• Entries supplied:
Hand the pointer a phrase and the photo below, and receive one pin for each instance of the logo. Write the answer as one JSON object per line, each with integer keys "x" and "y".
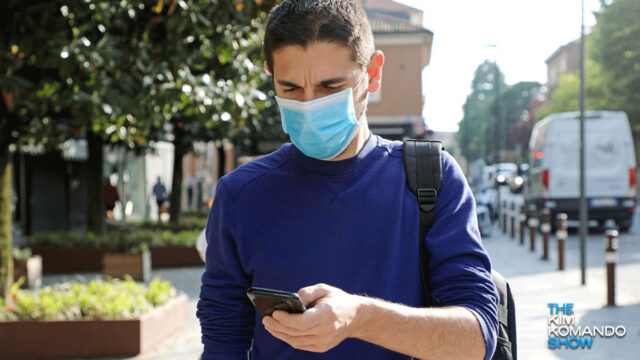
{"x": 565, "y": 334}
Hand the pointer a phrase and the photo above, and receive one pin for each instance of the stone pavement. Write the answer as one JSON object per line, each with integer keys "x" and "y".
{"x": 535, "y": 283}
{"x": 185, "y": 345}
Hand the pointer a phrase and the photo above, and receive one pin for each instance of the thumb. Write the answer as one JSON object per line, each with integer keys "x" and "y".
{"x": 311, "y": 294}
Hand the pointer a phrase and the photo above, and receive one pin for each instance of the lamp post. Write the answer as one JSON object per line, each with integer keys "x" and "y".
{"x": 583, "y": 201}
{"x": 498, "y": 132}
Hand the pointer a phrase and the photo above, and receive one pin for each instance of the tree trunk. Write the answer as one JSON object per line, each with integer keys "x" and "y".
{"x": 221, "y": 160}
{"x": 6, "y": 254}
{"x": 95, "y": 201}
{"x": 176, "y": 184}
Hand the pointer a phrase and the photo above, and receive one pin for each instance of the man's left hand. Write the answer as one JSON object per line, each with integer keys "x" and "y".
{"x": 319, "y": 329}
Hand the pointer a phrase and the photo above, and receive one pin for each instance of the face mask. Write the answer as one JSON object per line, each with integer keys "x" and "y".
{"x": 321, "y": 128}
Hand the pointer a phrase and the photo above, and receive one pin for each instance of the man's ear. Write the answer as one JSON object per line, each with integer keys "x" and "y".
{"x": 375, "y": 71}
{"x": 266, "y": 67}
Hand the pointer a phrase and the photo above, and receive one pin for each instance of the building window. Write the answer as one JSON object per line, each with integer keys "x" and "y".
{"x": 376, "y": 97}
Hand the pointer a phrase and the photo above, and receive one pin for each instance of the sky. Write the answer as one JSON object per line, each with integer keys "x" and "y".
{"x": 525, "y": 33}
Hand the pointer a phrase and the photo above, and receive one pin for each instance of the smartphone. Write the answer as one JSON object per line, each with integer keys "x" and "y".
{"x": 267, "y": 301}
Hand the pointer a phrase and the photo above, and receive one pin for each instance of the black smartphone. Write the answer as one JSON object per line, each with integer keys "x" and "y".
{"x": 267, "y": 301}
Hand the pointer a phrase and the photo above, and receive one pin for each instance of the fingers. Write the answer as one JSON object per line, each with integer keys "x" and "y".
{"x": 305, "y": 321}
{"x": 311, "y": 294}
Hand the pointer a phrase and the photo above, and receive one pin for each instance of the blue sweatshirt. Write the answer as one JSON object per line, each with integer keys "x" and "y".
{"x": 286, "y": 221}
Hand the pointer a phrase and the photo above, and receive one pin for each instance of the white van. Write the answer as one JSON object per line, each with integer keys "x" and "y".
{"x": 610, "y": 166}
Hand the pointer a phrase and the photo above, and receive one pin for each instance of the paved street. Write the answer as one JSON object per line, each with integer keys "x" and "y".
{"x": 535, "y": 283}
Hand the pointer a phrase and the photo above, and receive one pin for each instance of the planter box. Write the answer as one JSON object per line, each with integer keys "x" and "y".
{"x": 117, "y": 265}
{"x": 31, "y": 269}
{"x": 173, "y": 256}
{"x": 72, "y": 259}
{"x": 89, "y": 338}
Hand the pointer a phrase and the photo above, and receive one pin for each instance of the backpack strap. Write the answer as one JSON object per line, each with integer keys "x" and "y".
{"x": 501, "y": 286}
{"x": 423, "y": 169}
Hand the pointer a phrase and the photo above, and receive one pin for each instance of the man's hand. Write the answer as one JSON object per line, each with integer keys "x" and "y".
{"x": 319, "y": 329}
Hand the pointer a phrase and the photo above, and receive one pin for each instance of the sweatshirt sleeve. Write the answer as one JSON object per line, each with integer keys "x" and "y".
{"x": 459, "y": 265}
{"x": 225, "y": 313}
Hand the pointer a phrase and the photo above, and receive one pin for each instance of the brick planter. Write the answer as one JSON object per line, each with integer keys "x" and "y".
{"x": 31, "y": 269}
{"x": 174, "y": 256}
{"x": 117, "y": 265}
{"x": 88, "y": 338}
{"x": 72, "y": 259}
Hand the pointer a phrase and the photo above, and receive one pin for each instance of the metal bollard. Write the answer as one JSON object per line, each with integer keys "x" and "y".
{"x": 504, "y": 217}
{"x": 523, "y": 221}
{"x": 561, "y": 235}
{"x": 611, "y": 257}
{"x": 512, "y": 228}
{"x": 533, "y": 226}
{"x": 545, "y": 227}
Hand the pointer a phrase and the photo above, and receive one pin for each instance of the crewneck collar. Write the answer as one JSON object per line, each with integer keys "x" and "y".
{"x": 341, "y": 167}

• Given instruction: Quote every one of the records above verbatim, and leave the pictures out of your answer.

• Result:
Hand the pointer a phrase and the photo below, and receive one pin for each instance of the logo. Write the answer as one JSON object per line, each with integer keys "x" and "y".
{"x": 565, "y": 334}
Hand the pointer a phrase and the photo above, and receive one pin for each instance of the stone pavement. Write the answer as one JSON object per line, each with integer keys "x" and "y".
{"x": 535, "y": 283}
{"x": 185, "y": 345}
Hand the pointer a phrase and the photo above, and receive one pin for each instance of the thumb. Write the answer as one JSON object per line, each with integer keys "x" and "y".
{"x": 311, "y": 294}
Hand the pointer a phrase and the photo above, and receive one pin for each instance of the lamp post. Write the answer as one JSON object per line, each with integer keys "x" and "y".
{"x": 583, "y": 201}
{"x": 498, "y": 132}
Hand the pointer a phrase and the photo above, and receive one pin for each instance of the tree trunk. Write the answer as one JSON object per line, each with integer keys "x" and "y".
{"x": 221, "y": 160}
{"x": 6, "y": 254}
{"x": 95, "y": 201}
{"x": 176, "y": 184}
Hand the pointer a phrase and the photo above, and receive one pin for each instance of the man's left hand. Write the answer as one JSON object per line, each with integer keys "x" and "y".
{"x": 319, "y": 329}
Hand the pointer a phrase and the photo above, and receive one pin for each instance of the face mask. Write the answer as one JSON object per line, each with integer keys "x" and "y".
{"x": 321, "y": 128}
Hand the pointer a phrase and the photo above, and receive one pin for each instance of the man's ear. Write the answer as one JSON object per line, each with integer keys "x" and "y".
{"x": 375, "y": 71}
{"x": 266, "y": 67}
Hand the pointer a phrase and the photo above, and receive one pin for each instance of the building window. Write the answer as one JSON object per line, each with integer keys "x" and "y".
{"x": 376, "y": 97}
Hand the pointer a phrase and the photo above, and receive one pin for each instance of the sky. Write the answer as one JSON object per line, each with integer keys "x" and "y".
{"x": 525, "y": 33}
Hand the pointer a phrase and the photo above, and receive one pin for each instance of the smartphone. Write the answer as one JSON object per line, each with integer keys "x" and "y".
{"x": 267, "y": 301}
Hand the pointer a phrase and the photo above, and receive one pin for each instance of the black smartphone. Write the answer as one JSON object per line, each with integer keys "x" and "y".
{"x": 267, "y": 301}
Hand the pointer a phrase and the photo above, and receive one pin for each instance of the fingers. Write the answer as one JSON object per line, each with integer keys "x" and "y".
{"x": 305, "y": 321}
{"x": 311, "y": 294}
Hand the pointer a phrase and the photo above, and receive one pin for each instance of the blue sweatshirt. Write the answer as one JSON object per line, each with integer keys "x" and "y".
{"x": 286, "y": 221}
Hand the pointer a phrase and the photo above, and receive one pin for each instance of the white van. Write the answer as one JSON object per line, each with integer keys "x" and "y".
{"x": 610, "y": 166}
Hand the pointer a phrase and the photo above, and receive one pin for each instance of the paved street. Write the answer as one JSON object per line, each with integer keys "x" and "y".
{"x": 535, "y": 283}
Hand the pointer a phrase and the photo above, and receive one pin for each instance of the planter box. Write the answer as one JSON object per line, each with integer keys "x" and "y".
{"x": 117, "y": 265}
{"x": 31, "y": 269}
{"x": 173, "y": 256}
{"x": 72, "y": 259}
{"x": 89, "y": 338}
Hand the pointer a phrase and the photo above, and receive one pin for each instance of the backpack strap. Write the answer as one JSON object per line, each with integer keys "x" and "y".
{"x": 501, "y": 286}
{"x": 423, "y": 169}
Hand the pointer a phrase and the photo above, and receive one pin for each instance of the man's hand. Write the answer as one JSON object per line, each with integer keys "x" and "y".
{"x": 319, "y": 329}
Hand the pointer a phrase and the photo above, and receive one pin for each instance of the sweatshirt sleeve. Write the answer as one JSON object per line, each with integer keys "x" and "y".
{"x": 459, "y": 265}
{"x": 225, "y": 313}
Hand the pointer a phrase and the photo above, and receive one pin for each instance of the brick planter. Write the answer as one JSON object per line, each with integer keys "x" and "y".
{"x": 31, "y": 269}
{"x": 174, "y": 256}
{"x": 117, "y": 265}
{"x": 88, "y": 338}
{"x": 72, "y": 259}
Hand the pointer a phrase and the photo above, and receive one pin for each instance of the metal bollard. Write the answer as one JSON object per line, each with integer keys "x" and "y".
{"x": 504, "y": 217}
{"x": 523, "y": 221}
{"x": 561, "y": 235}
{"x": 611, "y": 257}
{"x": 512, "y": 228}
{"x": 533, "y": 226}
{"x": 545, "y": 227}
Hand the pointer a phrase and the photo above, and receive one pin for each instance of the crewneck collar. Write the answer as one JSON object per line, each with integer keys "x" and "y".
{"x": 341, "y": 167}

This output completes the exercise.